• _What you will do_
Set down every record below exactly as it stands.

• _Provided data_
━━━━━━━━
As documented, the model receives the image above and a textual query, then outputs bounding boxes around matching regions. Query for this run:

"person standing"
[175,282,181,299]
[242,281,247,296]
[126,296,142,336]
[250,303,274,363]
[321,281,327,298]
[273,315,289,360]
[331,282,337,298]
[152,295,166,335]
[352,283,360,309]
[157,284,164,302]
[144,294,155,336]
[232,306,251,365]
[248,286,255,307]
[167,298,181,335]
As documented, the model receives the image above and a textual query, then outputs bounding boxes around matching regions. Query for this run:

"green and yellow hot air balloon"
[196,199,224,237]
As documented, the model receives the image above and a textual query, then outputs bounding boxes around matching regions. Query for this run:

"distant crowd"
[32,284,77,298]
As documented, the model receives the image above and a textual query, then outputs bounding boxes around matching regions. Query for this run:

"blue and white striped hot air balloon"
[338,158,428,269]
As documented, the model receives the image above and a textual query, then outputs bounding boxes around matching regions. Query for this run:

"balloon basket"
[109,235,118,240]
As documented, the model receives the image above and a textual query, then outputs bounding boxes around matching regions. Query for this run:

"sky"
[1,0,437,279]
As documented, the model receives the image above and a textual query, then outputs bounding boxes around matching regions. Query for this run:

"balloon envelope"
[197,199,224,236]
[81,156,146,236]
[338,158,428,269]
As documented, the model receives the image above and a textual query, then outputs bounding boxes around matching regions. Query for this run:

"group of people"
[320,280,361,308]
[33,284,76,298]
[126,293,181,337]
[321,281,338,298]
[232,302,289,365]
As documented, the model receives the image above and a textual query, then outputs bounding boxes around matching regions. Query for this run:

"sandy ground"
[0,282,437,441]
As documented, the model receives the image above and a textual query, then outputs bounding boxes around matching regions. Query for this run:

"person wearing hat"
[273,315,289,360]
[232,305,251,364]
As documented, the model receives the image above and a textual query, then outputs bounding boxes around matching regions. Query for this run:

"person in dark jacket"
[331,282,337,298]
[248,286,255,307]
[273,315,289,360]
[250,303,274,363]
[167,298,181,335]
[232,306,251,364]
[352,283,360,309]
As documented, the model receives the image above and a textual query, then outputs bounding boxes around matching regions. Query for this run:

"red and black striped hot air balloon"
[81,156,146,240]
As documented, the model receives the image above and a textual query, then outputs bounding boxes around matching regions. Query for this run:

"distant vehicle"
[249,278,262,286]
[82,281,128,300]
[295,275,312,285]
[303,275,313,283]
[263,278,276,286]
━━━━━━━━
• _Task output_
As documented, the model receives the image above and a textual query, then outputs bounding boxes around matching regions. Query for this run:

"person standing"
[175,282,181,299]
[242,281,247,296]
[126,296,142,336]
[250,303,274,363]
[321,281,327,298]
[273,315,289,360]
[331,282,337,298]
[152,295,166,335]
[352,283,360,309]
[157,284,164,302]
[144,294,155,336]
[232,306,251,365]
[248,286,255,307]
[167,298,181,335]
As documented, the model receives the image above and a textual query, then outputs bounding boxes around matching regions. Query for this run:

"green and yellow hot air balloon"
[196,199,224,237]
As documented, the model receives the image above and a textual query, then outputs bounding boxes around matching regions. Query for this run:

"distant crowd"
[32,284,77,298]
As documented, the model receives the image above and a textual query, then outputs bounding boxes around matching regions. Query for this run:

"blue and white striped hot air balloon"
[338,158,428,269]
As documented, the model receives the image above and a textual query, then outputs bounding boxes around matching regions. Query for this run:

"balloon basket"
[109,235,118,240]
As documented, the model receives the image above and a textual query, then outputs bounding boxes around matching regions. Query for this run:

"sky"
[1,0,437,279]
As documented, the model receives the image above and a textual query, then outputs bounding boxes around matching regions. Query for this run:

"balloon envelope"
[197,199,224,236]
[81,156,146,236]
[338,158,428,269]
As documented, the model receives the image above and a textual query, then outputs bounding boxes around matching regions. Query for this run:

"group of people"
[320,280,361,308]
[33,284,76,298]
[126,293,181,337]
[321,281,338,298]
[232,302,289,365]
As documented, the model receives the image above and a textual query, then outputs bounding boxes around matching regions. Query for this run:

"sandy ground"
[0,282,437,441]
As documented, the model receives the image above and a textual query, then outputs bounding boxes around matching regions. Query for this run:

"person wearing hat"
[273,315,289,360]
[232,305,251,364]
As documented, the model receives the image above and a textual query, then outputs bounding boxes around matching regions. Query for this run:

"person in dark jacket"
[331,282,337,298]
[248,286,255,307]
[273,315,289,360]
[250,303,274,363]
[167,298,181,335]
[232,306,251,364]
[352,283,360,309]
As documented, the model receives the image above and a textual query, then outputs bounding boxes around matching regions. Query for this run:

"red and black striped hot air balloon"
[81,156,146,240]
As documented, the model receives the image above and a textual query, then outputs bounding boxes around matching regions. Query for this run:

"distant vehicle"
[249,278,262,286]
[82,281,128,300]
[295,275,312,285]
[303,275,313,283]
[263,278,276,286]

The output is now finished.